═════ TEXT PASSAGE ═════

Dakota Wealth Management Senior Portfolio Manager Robert Pavlik joins Yahoo Finance Live to discuss the market outlook for 2022 in relation to how the Fed acts, FOMC meeting minutes contributing to a sell-off, and how to invest across sectors.

Video Transcript

KARINA MITCHELL: We're going to stay on the markets and bring in our next guest, Robert Pavlik from Dakota Wealth Management, senior portfolio manager there. Robert, thank you so much for being with us. I was struck by the fact that hedge funds are offloading growth-focused tech stocks at a rate not seen in literally a decade. So what do we do with all of the tech investments that we have now? Is it time to sort of offload them all? What do we do? Because the NASDAQ's back up today. So was yesterday just a tantrum, or is it a sign of this rotation that is to come?

ROBERT PAVLIK: Not necessarily. I think what you have to realize as an investor is that there's different classes of stocks or subclasses of stocks within each particular sector. And so when you look at tech as a whole, you have to realize that there are some very high valuation tech shares and some shares within tech that are not necessarily as highly valued. And so, you know, the mega-cap tech shares I think are still going to be in demand throughout this year and throughout the pressure that we've been seeing in that particular space.

And the reason being is institutions, hedge funds, ETFs, mutual funds, all need exposure to various sectors in order to remain in compliance. And so if you were one of those portfolio managers, what are you going to do? Are you going to go out and buy a five-letter stock, or are you going to stick with Apple or something like Adobe or something that's more well-known like a Microsoft? And so I wouldn't give up on the space altogether. I think you just have to be a little bit careful in what you choose.

ALEXIS CHRISTOFOROUS: So when you do choose, Robert, I see you are choosing energy, which was a big winner last year. At least in the first week of trading, it looks like it's a big winner in 2022. Make the case for energy and then, of course, healthcare. I guess you see some runway there as well. Why?

ROBERT PAVLIK: Well, so energy, I think, is going to continue to see demand. I mean, if we take the recommendations of analysts and other Street analysts saying that, you know, the economy is going to continue to reopen as we move through the winter months and into the spring and summer, you know, the demand for energy in gasoline and oil is going to continue to remain high. I think oil probably trades-- West Texas Intermediate, it probably trades close to $100, maybe a little even more than that. So we're just below 80. And so I think there's more upside to that. I also like the natural gas space.

I-- as far as healthcare is concerned, healthcare is a prime candidate for an inflationary environment. And so I do believe that there are some opportunities in healthcare. Again, there are some very pricey stocks within the group. But I think you could look to sort of the blue chip companies and probably do quite well in a very choppy trading environment. So I think you have to be careful in what you pick, but I think if your choices are smart, you'll do OK.

KARINA MITCHELL: It seems like there is going to be a lot more cherry picking that has to go on this year. I'm wondering if you can break down for me the first part of the year as far as investments, particularly in growth stocks, and then perhaps the second part of the year. And then also another area that you're very interested in you say is industrials because even though we don't have Build Back Better, we do have an infrastructure deal.

═════

▶ **JOBS**
**a)** Write out, word for word, the portion of the market outlook transcript that begins with the words "Dakota Wealth Management Senior" and ends with "invest across sectors.".
**b)** Extract the rows from the line containing "Could you please annotate the blue" through the final row, reproducing each line unchanged.

═════ DATASET CONTENT ═════

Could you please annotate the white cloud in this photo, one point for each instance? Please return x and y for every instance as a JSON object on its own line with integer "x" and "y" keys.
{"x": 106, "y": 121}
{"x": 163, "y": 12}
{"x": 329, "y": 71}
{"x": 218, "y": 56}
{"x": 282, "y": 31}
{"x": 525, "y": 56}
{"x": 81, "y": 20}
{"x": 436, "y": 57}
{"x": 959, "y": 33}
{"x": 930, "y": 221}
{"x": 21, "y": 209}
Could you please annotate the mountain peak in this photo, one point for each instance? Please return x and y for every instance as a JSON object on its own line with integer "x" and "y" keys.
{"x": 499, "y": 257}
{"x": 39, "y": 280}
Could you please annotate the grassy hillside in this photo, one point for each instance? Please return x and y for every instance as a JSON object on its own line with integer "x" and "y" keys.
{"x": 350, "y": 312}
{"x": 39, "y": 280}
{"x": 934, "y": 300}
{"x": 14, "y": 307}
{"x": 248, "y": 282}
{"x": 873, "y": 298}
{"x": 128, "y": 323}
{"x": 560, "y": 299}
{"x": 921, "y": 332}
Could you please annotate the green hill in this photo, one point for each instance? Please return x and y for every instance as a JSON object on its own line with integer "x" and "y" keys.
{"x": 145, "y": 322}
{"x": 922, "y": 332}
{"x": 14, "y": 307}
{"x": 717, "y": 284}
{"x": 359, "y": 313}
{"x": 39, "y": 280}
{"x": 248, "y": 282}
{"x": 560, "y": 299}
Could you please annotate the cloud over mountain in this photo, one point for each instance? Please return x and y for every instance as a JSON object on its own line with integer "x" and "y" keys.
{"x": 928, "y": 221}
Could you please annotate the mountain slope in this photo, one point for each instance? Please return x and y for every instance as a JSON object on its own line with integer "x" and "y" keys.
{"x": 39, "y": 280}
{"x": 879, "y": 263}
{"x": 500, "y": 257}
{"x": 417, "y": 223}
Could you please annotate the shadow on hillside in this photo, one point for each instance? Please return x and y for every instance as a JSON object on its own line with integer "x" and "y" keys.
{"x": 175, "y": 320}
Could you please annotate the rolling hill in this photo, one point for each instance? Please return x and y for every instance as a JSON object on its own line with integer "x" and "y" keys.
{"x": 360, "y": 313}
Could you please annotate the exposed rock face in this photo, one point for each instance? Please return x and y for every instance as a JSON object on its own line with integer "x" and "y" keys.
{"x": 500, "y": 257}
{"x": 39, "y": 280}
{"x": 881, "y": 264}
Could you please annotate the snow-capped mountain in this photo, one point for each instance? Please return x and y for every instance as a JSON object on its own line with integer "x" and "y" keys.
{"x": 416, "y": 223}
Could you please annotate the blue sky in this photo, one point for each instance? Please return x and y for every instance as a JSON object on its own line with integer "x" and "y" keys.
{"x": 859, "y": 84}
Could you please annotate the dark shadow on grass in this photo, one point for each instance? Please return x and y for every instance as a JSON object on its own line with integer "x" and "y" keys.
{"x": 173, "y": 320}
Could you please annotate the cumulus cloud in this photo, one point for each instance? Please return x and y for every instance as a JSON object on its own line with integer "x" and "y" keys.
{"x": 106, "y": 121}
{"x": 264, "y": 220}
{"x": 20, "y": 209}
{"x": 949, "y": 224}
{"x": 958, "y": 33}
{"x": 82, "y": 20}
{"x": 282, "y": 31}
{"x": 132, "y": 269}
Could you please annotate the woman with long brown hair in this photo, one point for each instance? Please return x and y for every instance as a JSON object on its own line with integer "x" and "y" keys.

═════

▶ **THE RESPONSES**
**a)**
Dakota Wealth Management Senior Portfolio Manager Robert Pavlik joins Yahoo Finance Live to discuss the market outlook for 2022 in relation to how the Fed acts, FOMC meeting minutes contributing to a sell-off, and how to invest across sectors.

**b)**
Could you please annotate the blue sky in this photo, one point for each instance? Please return x and y for every instance as a JSON object on its own line with integer "x" and "y" keys.
{"x": 859, "y": 84}
Could you please annotate the dark shadow on grass in this photo, one point for each instance? Please return x and y for every instance as a JSON object on its own line with integer "x" and "y" keys.
{"x": 173, "y": 320}
Could you please annotate the cumulus cloud in this photo, one point for each instance? Please return x and y for every instance as a JSON object on its own line with integer "x" and "y" keys.
{"x": 106, "y": 121}
{"x": 264, "y": 220}
{"x": 20, "y": 209}
{"x": 949, "y": 224}
{"x": 958, "y": 33}
{"x": 82, "y": 20}
{"x": 282, "y": 31}
{"x": 132, "y": 269}
Could you please annotate the woman with long brown hair in this photo, one point for each instance? Please return x and y for every instance as a JSON object on its own line with integer "x" and "y" keys.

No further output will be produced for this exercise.